* [Exercise directions]: When you copy the material, keep each line exactly as it appears.
..............................
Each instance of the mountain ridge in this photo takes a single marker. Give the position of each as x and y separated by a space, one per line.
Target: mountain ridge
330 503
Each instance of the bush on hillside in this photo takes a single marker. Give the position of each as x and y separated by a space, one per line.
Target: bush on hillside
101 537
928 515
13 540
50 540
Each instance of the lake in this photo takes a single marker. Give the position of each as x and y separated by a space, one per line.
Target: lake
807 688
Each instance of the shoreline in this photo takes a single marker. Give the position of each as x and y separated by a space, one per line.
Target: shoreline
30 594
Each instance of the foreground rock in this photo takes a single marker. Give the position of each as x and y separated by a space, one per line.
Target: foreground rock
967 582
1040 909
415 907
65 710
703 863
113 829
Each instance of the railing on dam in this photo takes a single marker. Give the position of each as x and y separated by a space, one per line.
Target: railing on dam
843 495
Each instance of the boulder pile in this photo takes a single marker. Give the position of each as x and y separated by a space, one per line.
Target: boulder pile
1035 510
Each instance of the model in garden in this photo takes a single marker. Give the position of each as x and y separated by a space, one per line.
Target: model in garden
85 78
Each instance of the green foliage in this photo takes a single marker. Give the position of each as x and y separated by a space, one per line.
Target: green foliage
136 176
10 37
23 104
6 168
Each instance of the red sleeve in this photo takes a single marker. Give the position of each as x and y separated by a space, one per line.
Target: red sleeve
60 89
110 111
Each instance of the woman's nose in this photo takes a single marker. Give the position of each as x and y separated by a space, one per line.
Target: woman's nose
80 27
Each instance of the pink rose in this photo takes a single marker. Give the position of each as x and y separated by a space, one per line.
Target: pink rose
..............................
* [Expected answer]:
Each instance of the mountain ridge in this photo takes a single marker. Give the position of each as x and y separated by a space, one per line.
Target: mountain ridge
330 503
Each instance of the bush on hillside in this photo takes a single marker. Give the position of each as x and y separated by a space, one per line.
Target: bush on hillside
101 537
928 515
13 540
50 540
Each instance of the lake in this photo takes a single marker. Give the position of each as x and y separated by a space, one per line.
Target: lake
807 688
Each instance of the shoreline in this photo takes a single marker. Give the position of each as x and y separated by a space, one per line.
Target: shoreline
30 594
Each instance of the foreground rock in this photo takes a single marker. Give the position of each as x and y separated by a space, one per line.
Target: foreground rock
967 582
1040 909
415 907
65 710
703 863
113 829
Each instance of the railing on dam in this photo takes a single marker. Give the position of each as x and y separated by a space, one per line.
Target: railing on dam
843 495
Each instance of the boulder pile in this photo takes a single marker. Give the position of each as x and y separated by a space, one per line.
Target: boulder pile
1035 510
Each instance of the model in garden in this photo takes a single marker. Give the position of each as x and y separated by a space, one per line.
Target: model in garden
85 78
Each instance of the green foliage in this photo takes a single marker. Give the position of each as x and y separated by a space, one per line.
Target: green foliage
136 176
10 37
23 104
6 168
Each instance of the red sleeve in this photo takes a single marker. Give the position of each as x and y separated by a space, one per line.
Target: red sleeve
60 89
110 111
Each instance of the woman's nose in this photo takes a single marker. Give the position of each as x and y separated by a space, one per line.
Target: woman's nose
80 27
Each instance of the pink rose in this photo takes a single marker. Give the position of each as x and y separated by a space, one per line.
Target: pink rose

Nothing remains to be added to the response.